WORK ORDER: List every line below containing "stone".

MATERIAL FOR THE TASK:
---

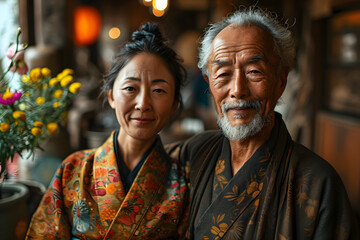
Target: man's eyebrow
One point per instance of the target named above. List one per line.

---

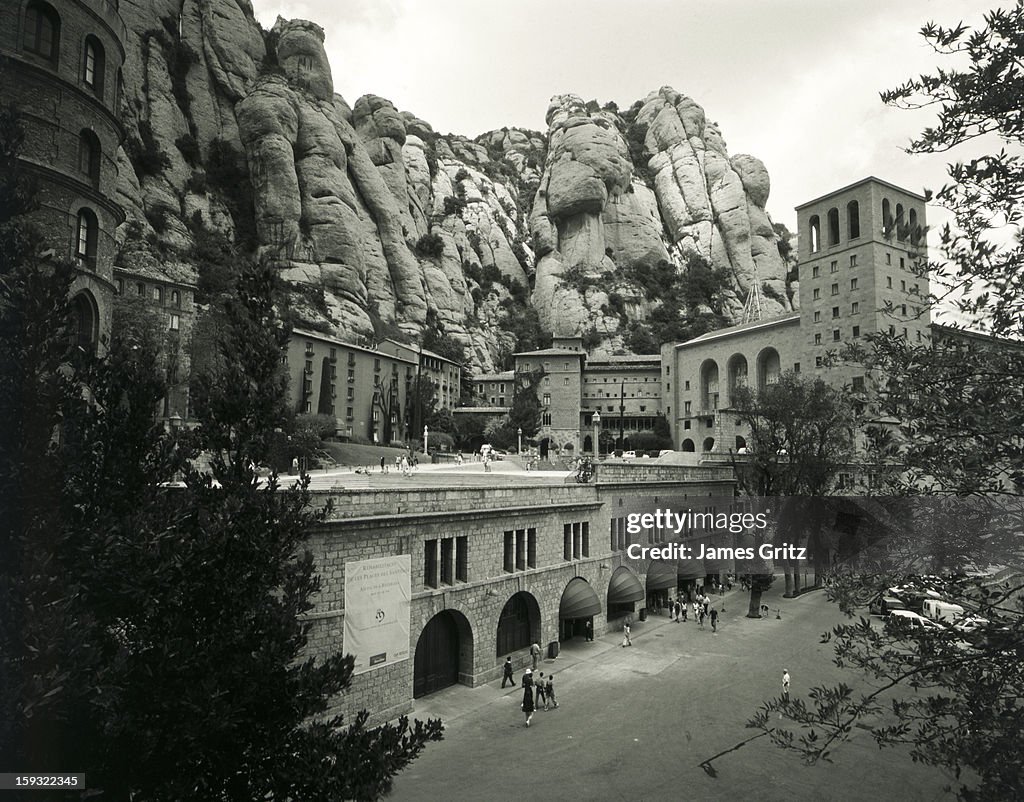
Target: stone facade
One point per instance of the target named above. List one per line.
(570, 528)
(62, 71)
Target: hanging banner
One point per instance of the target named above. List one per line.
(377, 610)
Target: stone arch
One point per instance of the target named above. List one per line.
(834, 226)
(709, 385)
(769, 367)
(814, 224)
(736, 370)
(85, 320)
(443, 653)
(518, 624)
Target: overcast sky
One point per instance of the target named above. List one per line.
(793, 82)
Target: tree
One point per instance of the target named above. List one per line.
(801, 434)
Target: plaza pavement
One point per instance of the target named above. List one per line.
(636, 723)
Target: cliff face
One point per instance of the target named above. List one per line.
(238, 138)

---

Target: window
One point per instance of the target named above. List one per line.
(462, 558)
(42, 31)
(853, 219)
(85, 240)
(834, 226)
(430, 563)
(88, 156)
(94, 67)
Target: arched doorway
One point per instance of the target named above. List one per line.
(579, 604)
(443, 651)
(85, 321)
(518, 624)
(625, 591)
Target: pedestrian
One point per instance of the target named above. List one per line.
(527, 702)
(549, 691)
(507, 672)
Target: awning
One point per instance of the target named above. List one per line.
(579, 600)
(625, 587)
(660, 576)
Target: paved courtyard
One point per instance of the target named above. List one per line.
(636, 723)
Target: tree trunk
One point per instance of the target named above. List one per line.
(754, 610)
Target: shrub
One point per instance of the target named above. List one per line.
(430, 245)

---

SOLUTION FOR THIS EXERCISE:
Target: stone facade
Target: stone arch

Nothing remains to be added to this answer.